[Extracted material]
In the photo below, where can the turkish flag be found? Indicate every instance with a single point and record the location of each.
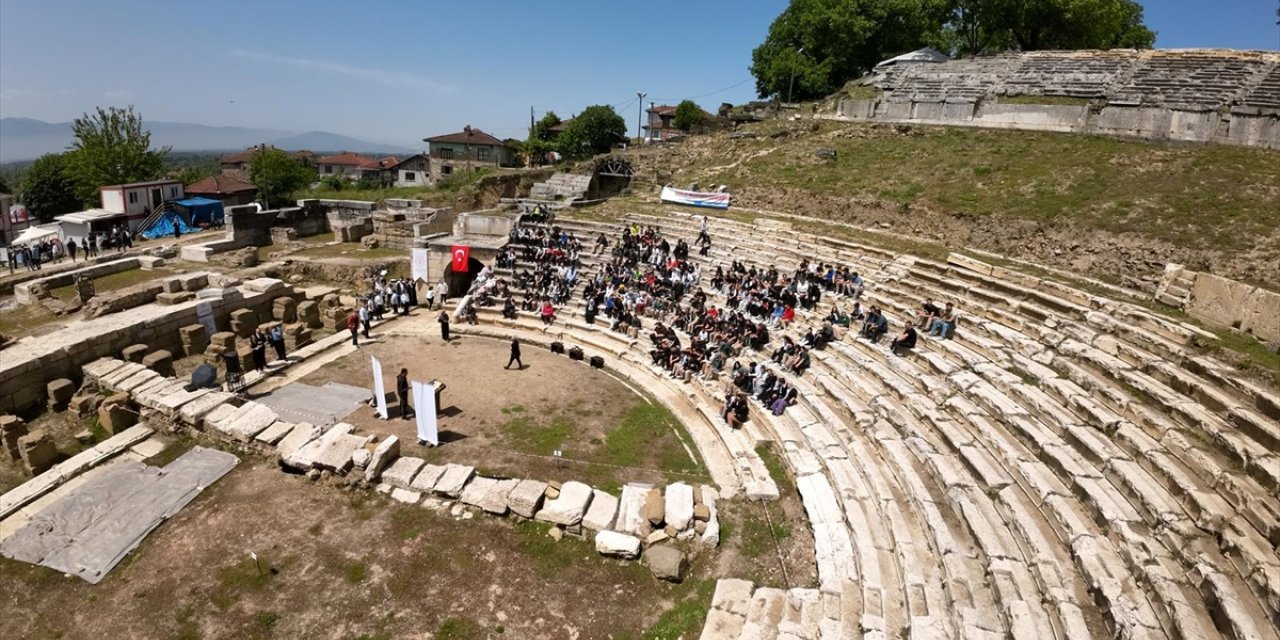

...

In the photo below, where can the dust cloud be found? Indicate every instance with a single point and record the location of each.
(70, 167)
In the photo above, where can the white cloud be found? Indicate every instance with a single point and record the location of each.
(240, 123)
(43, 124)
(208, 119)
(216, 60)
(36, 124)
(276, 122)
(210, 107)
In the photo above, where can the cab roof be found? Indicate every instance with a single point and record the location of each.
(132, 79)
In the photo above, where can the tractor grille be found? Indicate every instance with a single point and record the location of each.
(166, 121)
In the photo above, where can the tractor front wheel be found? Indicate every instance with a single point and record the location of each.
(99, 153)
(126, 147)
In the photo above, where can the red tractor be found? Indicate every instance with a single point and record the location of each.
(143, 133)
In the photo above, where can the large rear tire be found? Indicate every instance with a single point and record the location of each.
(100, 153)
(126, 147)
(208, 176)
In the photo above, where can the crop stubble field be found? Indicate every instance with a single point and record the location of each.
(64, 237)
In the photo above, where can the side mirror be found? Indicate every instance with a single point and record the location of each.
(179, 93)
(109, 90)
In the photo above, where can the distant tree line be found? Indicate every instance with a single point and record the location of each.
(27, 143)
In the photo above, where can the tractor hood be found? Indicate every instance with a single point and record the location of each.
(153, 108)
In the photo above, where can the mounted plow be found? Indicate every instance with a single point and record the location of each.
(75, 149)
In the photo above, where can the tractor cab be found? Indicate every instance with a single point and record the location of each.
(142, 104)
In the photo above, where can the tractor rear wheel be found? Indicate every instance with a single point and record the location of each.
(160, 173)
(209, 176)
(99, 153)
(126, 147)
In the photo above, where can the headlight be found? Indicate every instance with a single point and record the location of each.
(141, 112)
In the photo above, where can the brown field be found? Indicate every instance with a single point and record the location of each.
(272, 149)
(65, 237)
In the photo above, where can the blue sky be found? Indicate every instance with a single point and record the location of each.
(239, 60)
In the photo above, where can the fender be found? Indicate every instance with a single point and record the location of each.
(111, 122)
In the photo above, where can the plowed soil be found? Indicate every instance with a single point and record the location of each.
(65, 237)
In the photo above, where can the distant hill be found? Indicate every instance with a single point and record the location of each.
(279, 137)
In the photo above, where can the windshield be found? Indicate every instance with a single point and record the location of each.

[What the exercise asks]
Beginning with the line that has "In the photo above, where can the tractor cab" and ending with the line that has "In the photo above, where can the windshield", set down the lines above exactly and include no others.

[Answer below]
In the photo above, where can the tractor cab be found? Indicate every instance with a single point and record the location of each.
(142, 104)
In the photo above, where can the tractor rear wheel be found? Indicate every instance with a single point and record the location of each.
(160, 173)
(209, 176)
(99, 153)
(126, 147)
In the photo above, where can the headlight be found? Indicate every instance with a single point and record the location of each.
(141, 112)
In the photo above, where can the brown field be found? Indicate every instance with a single point and record the location of each.
(272, 149)
(65, 237)
In the photo above, where can the blue sky be found? Indicate every instance with a single point and record the location of each.
(239, 60)
In the photo above, where can the fender be found? Indicate every instance with a single point and record the location of each.
(111, 122)
In the photo above, where can the plowed soil be found? Indicate every instance with a single point and record the location of each.
(65, 237)
In the photo above, where can the distant hill be found? Indicate every instance with a single point and record the location of each.
(279, 137)
In the photo above, where can the windshield be found? Indicate every instance with a single point and record the location of each.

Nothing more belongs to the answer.